[Stored data entries]

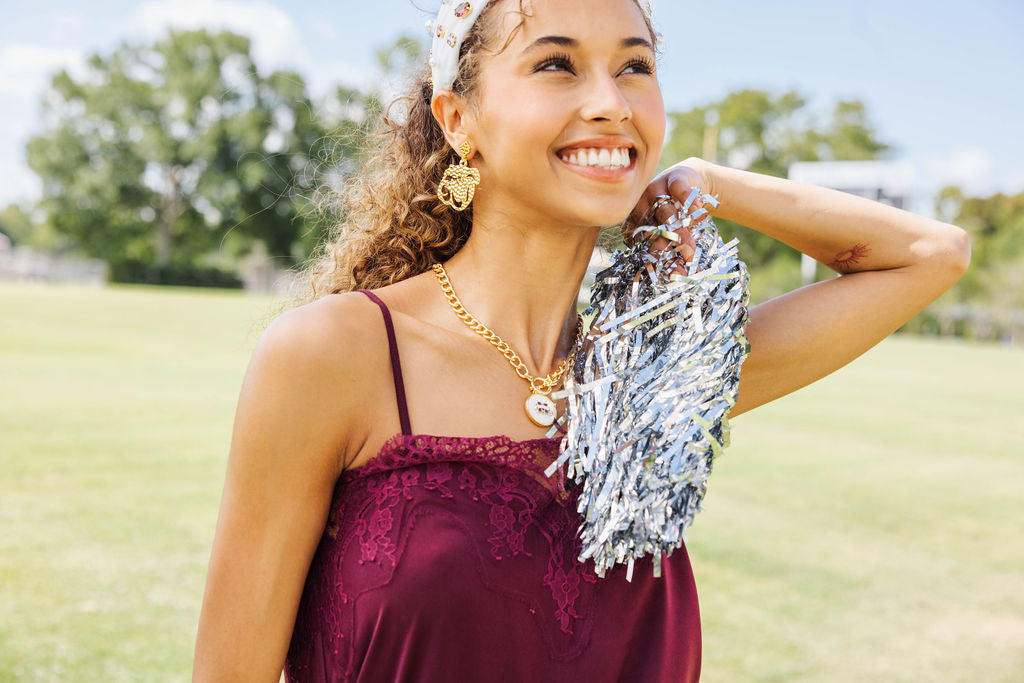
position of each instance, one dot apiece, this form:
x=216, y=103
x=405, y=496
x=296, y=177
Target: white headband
x=450, y=30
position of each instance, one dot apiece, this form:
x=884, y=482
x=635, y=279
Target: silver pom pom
x=650, y=388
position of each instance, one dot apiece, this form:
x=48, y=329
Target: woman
x=385, y=515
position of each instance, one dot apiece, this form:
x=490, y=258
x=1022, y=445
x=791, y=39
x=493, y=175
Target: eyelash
x=561, y=58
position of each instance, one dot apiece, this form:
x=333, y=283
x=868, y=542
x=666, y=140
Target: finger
x=640, y=211
x=679, y=186
x=666, y=212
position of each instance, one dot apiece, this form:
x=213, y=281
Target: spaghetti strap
x=399, y=386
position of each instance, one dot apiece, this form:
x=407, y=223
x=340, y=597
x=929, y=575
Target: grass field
x=864, y=528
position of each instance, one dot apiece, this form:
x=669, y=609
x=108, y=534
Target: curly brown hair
x=390, y=224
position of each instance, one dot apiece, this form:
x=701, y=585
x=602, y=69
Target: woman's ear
x=450, y=112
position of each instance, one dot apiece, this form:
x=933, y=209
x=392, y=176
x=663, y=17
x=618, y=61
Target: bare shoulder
x=322, y=358
x=294, y=421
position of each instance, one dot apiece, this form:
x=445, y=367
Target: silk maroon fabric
x=450, y=558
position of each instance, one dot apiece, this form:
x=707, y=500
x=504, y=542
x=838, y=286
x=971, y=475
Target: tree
x=171, y=153
x=996, y=227
x=757, y=131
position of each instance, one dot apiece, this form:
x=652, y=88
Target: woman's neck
x=523, y=285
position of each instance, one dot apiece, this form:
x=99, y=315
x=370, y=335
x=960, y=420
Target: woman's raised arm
x=291, y=433
x=893, y=263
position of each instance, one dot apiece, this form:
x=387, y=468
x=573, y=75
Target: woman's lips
x=605, y=174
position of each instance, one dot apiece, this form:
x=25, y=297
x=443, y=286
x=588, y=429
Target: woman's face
x=569, y=119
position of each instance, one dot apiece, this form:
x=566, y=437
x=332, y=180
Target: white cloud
x=970, y=167
x=276, y=42
x=275, y=39
x=27, y=68
x=19, y=182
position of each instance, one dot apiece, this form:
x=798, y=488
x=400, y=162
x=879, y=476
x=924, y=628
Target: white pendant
x=541, y=410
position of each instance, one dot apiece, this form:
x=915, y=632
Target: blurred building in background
x=890, y=182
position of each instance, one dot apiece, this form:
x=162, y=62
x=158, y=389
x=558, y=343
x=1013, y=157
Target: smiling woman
x=386, y=513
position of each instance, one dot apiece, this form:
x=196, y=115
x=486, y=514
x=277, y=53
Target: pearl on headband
x=450, y=30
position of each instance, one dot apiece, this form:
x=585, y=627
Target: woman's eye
x=555, y=63
x=640, y=67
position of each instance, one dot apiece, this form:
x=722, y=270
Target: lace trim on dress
x=486, y=470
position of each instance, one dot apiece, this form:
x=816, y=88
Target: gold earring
x=460, y=181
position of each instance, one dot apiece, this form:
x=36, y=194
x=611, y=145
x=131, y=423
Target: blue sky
x=942, y=81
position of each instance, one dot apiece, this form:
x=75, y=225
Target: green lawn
x=865, y=528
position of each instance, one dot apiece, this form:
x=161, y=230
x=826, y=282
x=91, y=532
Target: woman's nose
x=605, y=100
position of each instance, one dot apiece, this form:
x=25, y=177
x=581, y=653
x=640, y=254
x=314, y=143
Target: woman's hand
x=676, y=182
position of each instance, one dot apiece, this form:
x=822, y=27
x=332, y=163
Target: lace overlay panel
x=494, y=483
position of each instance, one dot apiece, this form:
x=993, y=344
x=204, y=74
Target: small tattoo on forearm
x=845, y=260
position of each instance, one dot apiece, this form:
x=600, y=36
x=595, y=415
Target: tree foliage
x=758, y=131
x=182, y=153
x=996, y=227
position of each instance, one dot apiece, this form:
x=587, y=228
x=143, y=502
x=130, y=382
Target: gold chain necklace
x=540, y=409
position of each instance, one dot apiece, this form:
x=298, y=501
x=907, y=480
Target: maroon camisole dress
x=450, y=558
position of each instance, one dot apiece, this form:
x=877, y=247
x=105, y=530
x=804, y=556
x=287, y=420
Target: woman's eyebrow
x=565, y=41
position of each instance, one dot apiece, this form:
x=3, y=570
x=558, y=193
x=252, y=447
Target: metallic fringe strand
x=650, y=388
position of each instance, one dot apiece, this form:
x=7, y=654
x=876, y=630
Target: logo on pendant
x=541, y=410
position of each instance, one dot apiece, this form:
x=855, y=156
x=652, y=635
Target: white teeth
x=600, y=158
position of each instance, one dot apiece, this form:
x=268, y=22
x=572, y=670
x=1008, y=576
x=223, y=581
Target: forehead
x=590, y=22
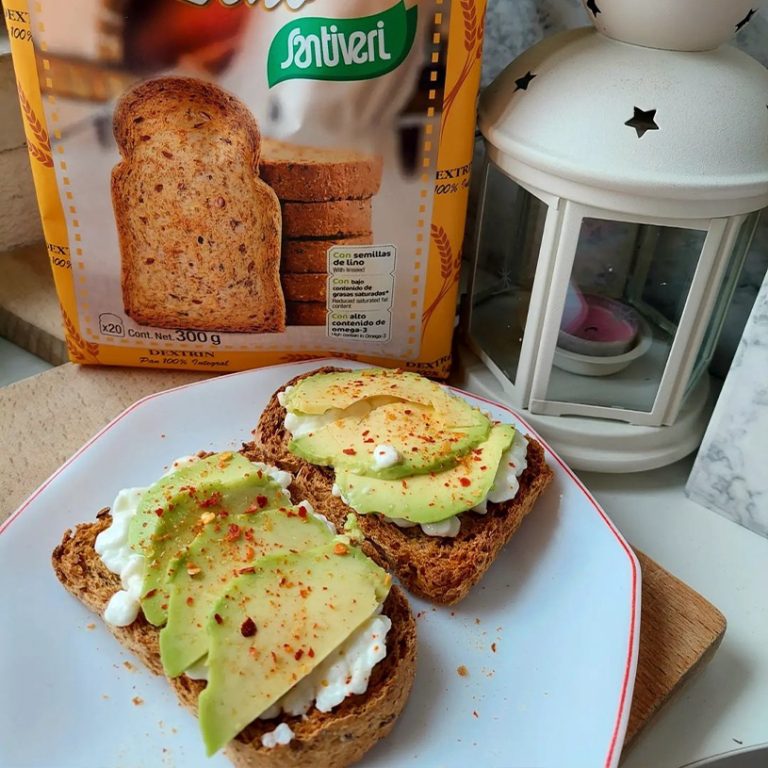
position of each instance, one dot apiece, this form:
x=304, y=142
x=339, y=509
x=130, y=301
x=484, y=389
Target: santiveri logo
x=316, y=48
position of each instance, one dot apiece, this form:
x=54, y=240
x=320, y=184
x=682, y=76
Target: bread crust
x=337, y=218
x=306, y=287
x=307, y=313
x=442, y=570
x=334, y=739
x=311, y=256
x=315, y=174
x=199, y=231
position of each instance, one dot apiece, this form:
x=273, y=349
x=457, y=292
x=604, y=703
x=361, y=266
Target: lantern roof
x=583, y=112
x=680, y=25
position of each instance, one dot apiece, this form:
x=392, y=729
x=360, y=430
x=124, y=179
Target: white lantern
x=621, y=191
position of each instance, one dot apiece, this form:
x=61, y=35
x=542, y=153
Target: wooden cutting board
x=679, y=631
x=46, y=418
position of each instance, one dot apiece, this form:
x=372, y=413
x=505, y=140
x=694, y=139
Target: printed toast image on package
x=199, y=230
x=227, y=185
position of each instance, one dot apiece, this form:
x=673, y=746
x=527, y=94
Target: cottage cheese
x=385, y=456
x=281, y=736
x=112, y=545
x=345, y=671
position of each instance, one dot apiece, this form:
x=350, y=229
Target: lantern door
x=624, y=314
x=508, y=290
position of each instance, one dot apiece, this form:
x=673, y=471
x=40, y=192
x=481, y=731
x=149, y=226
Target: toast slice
x=300, y=256
x=199, y=231
x=337, y=218
x=306, y=313
x=315, y=174
x=442, y=570
x=306, y=287
x=334, y=739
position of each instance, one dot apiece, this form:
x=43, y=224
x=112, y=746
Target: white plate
x=549, y=637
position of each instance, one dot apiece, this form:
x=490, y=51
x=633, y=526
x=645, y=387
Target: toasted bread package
x=232, y=183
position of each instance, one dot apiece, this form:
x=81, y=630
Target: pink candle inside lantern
x=597, y=325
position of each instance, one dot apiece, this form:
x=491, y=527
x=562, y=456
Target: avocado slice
x=219, y=553
x=273, y=627
x=172, y=511
x=434, y=497
x=341, y=389
x=429, y=428
x=426, y=439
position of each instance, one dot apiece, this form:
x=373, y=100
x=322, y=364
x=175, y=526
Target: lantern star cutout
x=643, y=121
x=592, y=6
x=523, y=82
x=743, y=23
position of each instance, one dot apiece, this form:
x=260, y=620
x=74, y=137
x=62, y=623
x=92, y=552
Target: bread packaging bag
x=225, y=184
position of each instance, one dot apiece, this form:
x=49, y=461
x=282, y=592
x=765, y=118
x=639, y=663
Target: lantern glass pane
x=628, y=287
x=724, y=296
x=509, y=239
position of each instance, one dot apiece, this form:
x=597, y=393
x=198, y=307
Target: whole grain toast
x=337, y=218
x=306, y=287
x=334, y=739
x=442, y=570
x=199, y=231
x=315, y=174
x=306, y=312
x=300, y=256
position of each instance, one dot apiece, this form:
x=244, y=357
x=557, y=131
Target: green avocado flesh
x=271, y=628
x=218, y=555
x=172, y=511
x=341, y=389
x=436, y=496
x=429, y=428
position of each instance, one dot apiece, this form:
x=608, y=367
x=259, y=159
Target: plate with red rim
x=534, y=668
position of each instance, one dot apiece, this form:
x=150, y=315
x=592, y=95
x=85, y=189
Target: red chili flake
x=248, y=628
x=233, y=533
x=212, y=501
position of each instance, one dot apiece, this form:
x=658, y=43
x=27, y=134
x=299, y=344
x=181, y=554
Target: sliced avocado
x=273, y=627
x=172, y=511
x=426, y=438
x=427, y=426
x=219, y=554
x=434, y=497
x=341, y=389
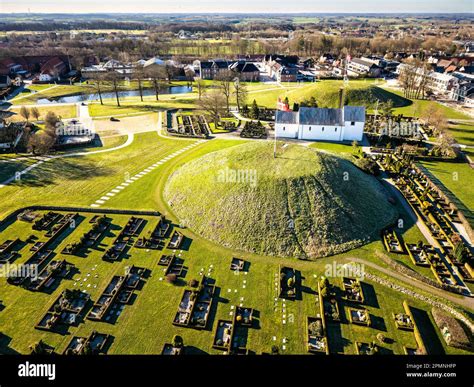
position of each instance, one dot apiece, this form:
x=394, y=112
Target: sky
x=236, y=6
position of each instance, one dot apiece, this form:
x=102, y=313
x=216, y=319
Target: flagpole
x=274, y=142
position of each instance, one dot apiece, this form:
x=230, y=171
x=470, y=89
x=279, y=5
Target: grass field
x=145, y=326
x=63, y=111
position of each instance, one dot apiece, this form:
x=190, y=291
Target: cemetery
x=176, y=240
x=366, y=348
x=170, y=349
x=328, y=301
x=95, y=344
x=359, y=316
x=352, y=290
x=238, y=264
x=190, y=125
x=118, y=291
x=392, y=242
x=173, y=265
x=121, y=243
x=419, y=253
x=49, y=276
x=100, y=225
x=253, y=129
x=289, y=284
x=224, y=335
x=7, y=254
x=403, y=321
x=439, y=215
x=316, y=336
x=67, y=310
x=195, y=306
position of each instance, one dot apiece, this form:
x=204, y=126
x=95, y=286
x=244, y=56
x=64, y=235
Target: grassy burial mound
x=304, y=203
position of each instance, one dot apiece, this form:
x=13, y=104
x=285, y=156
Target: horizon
x=306, y=7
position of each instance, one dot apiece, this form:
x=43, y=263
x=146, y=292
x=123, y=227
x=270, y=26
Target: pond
x=129, y=93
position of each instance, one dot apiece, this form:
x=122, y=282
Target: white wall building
x=345, y=124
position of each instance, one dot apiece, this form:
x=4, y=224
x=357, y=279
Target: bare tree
x=213, y=103
x=35, y=113
x=98, y=80
x=224, y=80
x=114, y=78
x=139, y=75
x=25, y=113
x=156, y=74
x=201, y=86
x=240, y=92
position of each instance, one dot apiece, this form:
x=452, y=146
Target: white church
x=325, y=124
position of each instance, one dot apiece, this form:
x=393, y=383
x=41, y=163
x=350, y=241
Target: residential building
x=363, y=67
x=246, y=71
x=212, y=69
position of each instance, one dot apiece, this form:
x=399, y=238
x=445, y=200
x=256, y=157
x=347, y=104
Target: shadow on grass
x=427, y=332
x=71, y=168
x=5, y=345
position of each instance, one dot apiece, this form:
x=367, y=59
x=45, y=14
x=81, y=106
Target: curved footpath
x=463, y=301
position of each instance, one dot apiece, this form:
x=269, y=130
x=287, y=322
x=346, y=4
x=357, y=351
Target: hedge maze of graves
x=193, y=125
x=449, y=257
x=327, y=308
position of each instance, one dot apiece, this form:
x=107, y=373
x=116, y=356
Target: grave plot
x=118, y=291
x=176, y=240
x=38, y=260
x=328, y=301
x=95, y=344
x=195, y=306
x=392, y=242
x=169, y=349
x=194, y=125
x=253, y=129
x=46, y=221
x=100, y=224
x=27, y=216
x=366, y=348
x=244, y=316
x=238, y=264
x=419, y=253
x=223, y=336
x=452, y=331
x=316, y=336
x=352, y=290
x=289, y=284
x=403, y=321
x=173, y=264
x=7, y=254
x=440, y=271
x=359, y=316
x=66, y=310
x=49, y=276
x=155, y=241
x=41, y=348
x=230, y=336
x=121, y=243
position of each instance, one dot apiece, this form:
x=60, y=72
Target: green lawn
x=63, y=111
x=456, y=178
x=145, y=326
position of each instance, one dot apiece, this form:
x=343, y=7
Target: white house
x=345, y=124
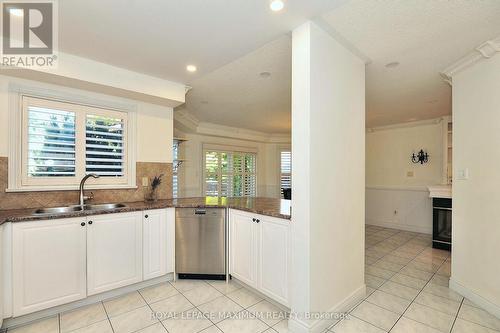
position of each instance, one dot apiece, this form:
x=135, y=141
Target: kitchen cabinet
x=260, y=253
x=114, y=251
x=48, y=264
x=2, y=270
x=158, y=242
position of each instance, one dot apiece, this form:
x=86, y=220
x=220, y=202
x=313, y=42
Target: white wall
x=476, y=218
x=154, y=122
x=394, y=199
x=191, y=173
x=328, y=152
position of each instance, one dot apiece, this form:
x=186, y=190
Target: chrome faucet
x=82, y=184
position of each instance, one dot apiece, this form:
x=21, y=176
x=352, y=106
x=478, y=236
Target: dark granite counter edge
x=26, y=215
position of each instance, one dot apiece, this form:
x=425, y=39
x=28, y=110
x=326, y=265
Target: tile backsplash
x=61, y=198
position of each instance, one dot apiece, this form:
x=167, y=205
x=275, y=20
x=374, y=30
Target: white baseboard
x=405, y=227
x=297, y=325
x=479, y=300
x=22, y=320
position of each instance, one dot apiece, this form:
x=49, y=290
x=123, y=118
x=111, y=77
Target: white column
x=328, y=151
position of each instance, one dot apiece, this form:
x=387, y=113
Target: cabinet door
x=48, y=264
x=114, y=251
x=243, y=248
x=274, y=258
x=155, y=243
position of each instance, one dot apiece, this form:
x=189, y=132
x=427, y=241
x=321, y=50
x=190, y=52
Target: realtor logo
x=29, y=34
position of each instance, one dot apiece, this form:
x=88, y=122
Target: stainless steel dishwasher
x=200, y=243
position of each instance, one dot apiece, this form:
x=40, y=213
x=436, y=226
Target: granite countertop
x=259, y=205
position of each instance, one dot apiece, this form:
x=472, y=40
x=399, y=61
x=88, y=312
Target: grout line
x=428, y=281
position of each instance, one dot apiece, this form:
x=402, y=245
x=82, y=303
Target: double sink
x=77, y=208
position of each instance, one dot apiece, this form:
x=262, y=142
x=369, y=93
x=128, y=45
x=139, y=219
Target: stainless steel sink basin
x=103, y=206
x=73, y=209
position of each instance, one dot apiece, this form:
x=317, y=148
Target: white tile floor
x=407, y=285
x=408, y=292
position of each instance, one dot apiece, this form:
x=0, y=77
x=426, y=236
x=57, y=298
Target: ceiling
x=238, y=95
x=231, y=42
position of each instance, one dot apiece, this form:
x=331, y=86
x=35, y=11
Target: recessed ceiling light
x=265, y=75
x=276, y=5
x=392, y=64
x=16, y=11
x=191, y=68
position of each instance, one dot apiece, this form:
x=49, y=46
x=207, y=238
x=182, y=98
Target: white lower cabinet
x=260, y=253
x=158, y=243
x=114, y=251
x=48, y=264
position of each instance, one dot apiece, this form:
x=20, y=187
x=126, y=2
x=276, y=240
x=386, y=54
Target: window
x=62, y=142
x=230, y=174
x=285, y=170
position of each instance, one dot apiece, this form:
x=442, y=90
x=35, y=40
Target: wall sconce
x=422, y=157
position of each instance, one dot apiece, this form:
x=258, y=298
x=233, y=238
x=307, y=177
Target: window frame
x=227, y=150
x=18, y=147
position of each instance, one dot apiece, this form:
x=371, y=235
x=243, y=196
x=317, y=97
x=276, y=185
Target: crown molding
x=484, y=51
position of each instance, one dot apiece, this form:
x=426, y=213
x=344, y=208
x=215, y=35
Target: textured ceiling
x=424, y=36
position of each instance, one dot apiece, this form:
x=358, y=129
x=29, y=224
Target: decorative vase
x=151, y=194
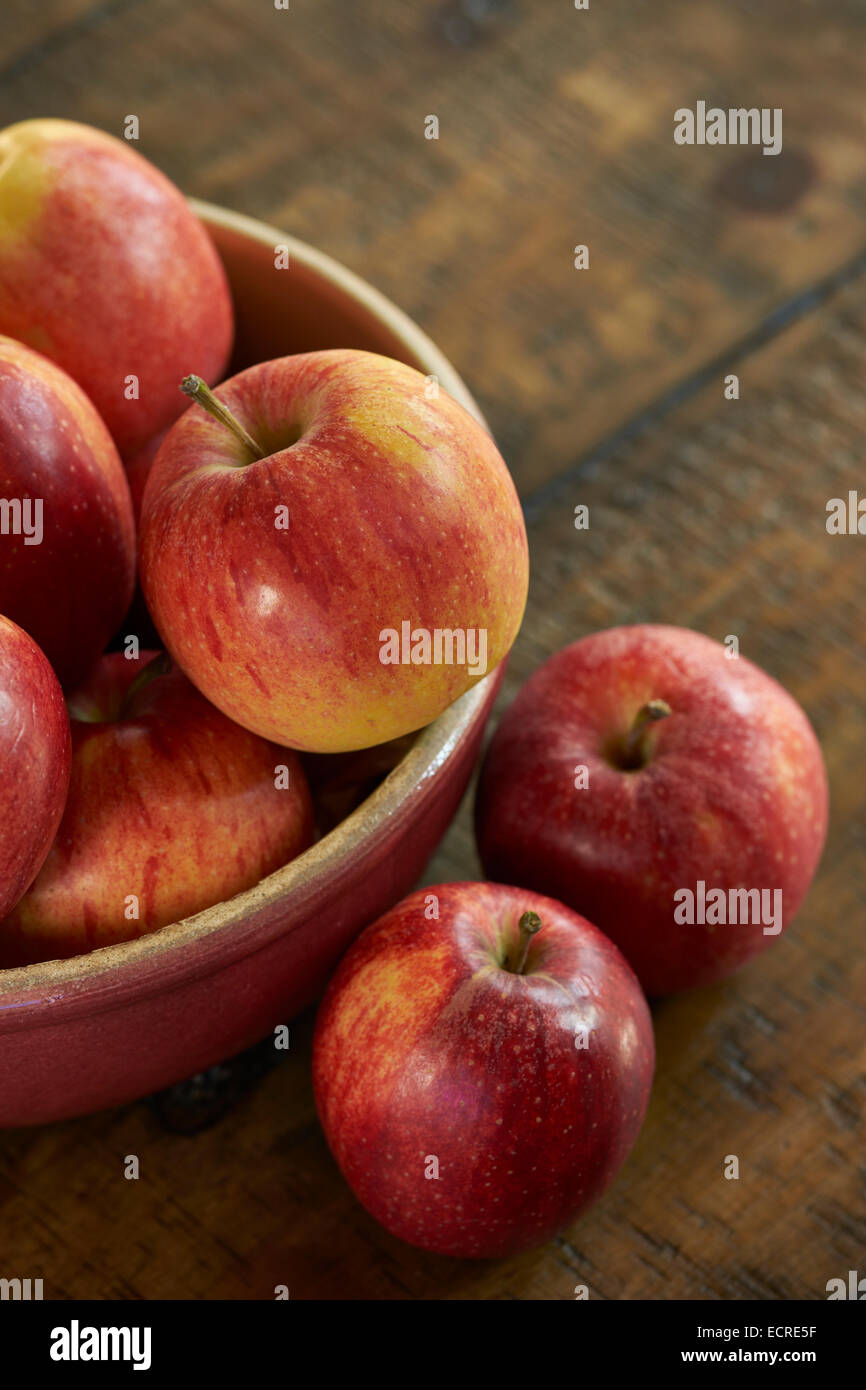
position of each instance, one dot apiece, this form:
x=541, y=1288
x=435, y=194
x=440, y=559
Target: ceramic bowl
x=125, y=1020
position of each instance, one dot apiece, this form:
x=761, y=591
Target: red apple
x=106, y=270
x=171, y=808
x=67, y=535
x=635, y=820
x=477, y=1097
x=34, y=761
x=138, y=471
x=349, y=584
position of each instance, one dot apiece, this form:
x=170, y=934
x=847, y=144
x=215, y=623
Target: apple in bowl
x=34, y=761
x=171, y=808
x=338, y=555
x=107, y=271
x=211, y=984
x=67, y=534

▶ _TASK BRIEF_
Would you set down only the lines above from the line with "x=29, y=224" to the line with "x=761, y=591", both included, exactly as they stand and without the pictures?

▶ _TASK ANSWER_
x=29, y=224
Target: decorative vase
x=151, y=194
position of each instance, one dot apiece, this form:
x=541, y=1288
x=435, y=194
x=440, y=559
Target: ceramic bowl
x=125, y=1020
position of each instance, one dot apiece, this form:
x=761, y=591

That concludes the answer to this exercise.